EXTRAIT SOURCE:
Satoru Okada est désormais à la tête du projet, il a les mains libres pour réaliser une version portable de la Famicom et prend contact avec Ricoh pour concevoir le microprocesseur dont il aura besoin pour sa vision du projet DMG. Pendant ce temps Gunpey Yokoi annonce le 28 août 1987 au Président Yamauchi que Nintendo va travailler avec Citizen pour les écrans. Ce dernier valide et rendez-vous est pris avec les cadres de Citizen pour officialiser cette décision pour le 1er septembre 1987.

A ce stade on se dirige donc vers une console avec un microprocesseur Ricoh et un écran Citizen. Sauf qu’Okada a omis juste un petit détail, à savoir prévenir la R&D2 (qui a conçu la Famicom et développe la Super Famicom) de son projet de Famicom portable: « Quand Uemura l’a appris, il n’était pas content du tout. Il faut dire qu’il travaillait sur le projet Super Famicom et ne voulait pas qu’on empiète sur ses plate-bandes. Il nous disait ; `Ne bloquez pas les ressources de Ricoh avec votre projet ! Je vais en avoir besoin pour la Super Famicom ! Alors trouvez un autre partenaire !’ ». Dès lors, Okada ne pouvant pas travailler avec Ricoh, est contraint de se tourner vers un processeur 8 bits Sharp  LR35902, qui est un hybride de l'intel 8080 et du Zilog Z80, un processeur complètement différent du processeur de la Famicom, ce qui exclut le portage facile des jeux d’une machine vers l’autre.

Dès lors tout va déraper. Le 1er septembre 1987 alors que Nintendo et Citizen viennent d’officialiser leur collaboration, survient un coup de théatre. Le président Yamauchi fait machine arrière et décide, suite à une visite inopinée et une entrevue avec une délégation de Sharp, que Nintendo travaillera non pas avec Citizen mais avec Sharp pour la partie écran du projet DMG. Désormais la future Game Boy aura non seulement un processeur Sharp mais également un écran Sharp.

DONNÉES FOURNIES:
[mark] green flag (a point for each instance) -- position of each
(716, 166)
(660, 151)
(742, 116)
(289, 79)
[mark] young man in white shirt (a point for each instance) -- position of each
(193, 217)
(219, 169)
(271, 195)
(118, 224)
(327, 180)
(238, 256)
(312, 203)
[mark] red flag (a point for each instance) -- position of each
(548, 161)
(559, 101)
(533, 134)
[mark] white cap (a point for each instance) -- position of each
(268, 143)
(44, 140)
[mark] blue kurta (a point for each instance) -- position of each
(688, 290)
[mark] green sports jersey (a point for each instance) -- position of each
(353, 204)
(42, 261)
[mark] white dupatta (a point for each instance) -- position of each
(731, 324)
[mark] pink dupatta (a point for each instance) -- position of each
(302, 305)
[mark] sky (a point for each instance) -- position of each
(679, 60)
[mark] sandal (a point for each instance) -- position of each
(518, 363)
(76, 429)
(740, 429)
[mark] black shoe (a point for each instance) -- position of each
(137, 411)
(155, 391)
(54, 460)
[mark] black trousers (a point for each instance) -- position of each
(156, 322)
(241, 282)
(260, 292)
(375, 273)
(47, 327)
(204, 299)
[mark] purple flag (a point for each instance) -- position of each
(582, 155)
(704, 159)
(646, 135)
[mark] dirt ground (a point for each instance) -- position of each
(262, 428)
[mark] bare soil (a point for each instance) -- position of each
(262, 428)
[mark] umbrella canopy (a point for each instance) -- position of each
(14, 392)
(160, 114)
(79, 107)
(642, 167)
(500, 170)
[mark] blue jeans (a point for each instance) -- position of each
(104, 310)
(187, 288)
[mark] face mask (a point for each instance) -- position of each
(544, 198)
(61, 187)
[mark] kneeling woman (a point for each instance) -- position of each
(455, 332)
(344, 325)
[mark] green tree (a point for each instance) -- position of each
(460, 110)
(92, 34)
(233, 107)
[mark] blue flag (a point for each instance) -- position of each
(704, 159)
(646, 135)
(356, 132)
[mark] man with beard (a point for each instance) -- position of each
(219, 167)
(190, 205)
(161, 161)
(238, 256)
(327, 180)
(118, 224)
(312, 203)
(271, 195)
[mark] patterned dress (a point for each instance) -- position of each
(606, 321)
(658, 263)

TRAVAIL DEMANDÉ:
A: Pour chacune des affirmations suivantes, indiquez par oui ou non si elle concorde avec l'extrait sur le projet DMG, en citant mot pour mot le passage décisif : (i) Gunpey Yokoi informe le Président Yamauchi le 28 août 1987 d'une collaboration avec Citizen pour les écrans ; (ii) le processeur Sharp retenu est proche de celui de la Famicom ; (iii) Nintendo conserve finalement Citizen pour l'écran du projet DMG.
B: D'après l'extrait sur le projet DMG, vers quel processeur Okada doit-il se tourner faute de pouvoir travailler avec Ricoh ?

RÉPONSES RÉDIGÉES:
A:
(i) Oui : « Gunpey Yokoi annonce le 28 août 1987 au Président Yamauchi que Nintendo va travailler avec Citizen pour les écrans »
(ii) Non : « un processeur complètement différent du processeur de la Famicom »
(iii) Non : « que Nintendo travaillera non pas avec Citizen mais avec Sharp pour la partie écran du projet DMG »

B: Un processeur 8 bits Sharp LR35902, hybride de l'Intel 8080 et du Zilog Z80.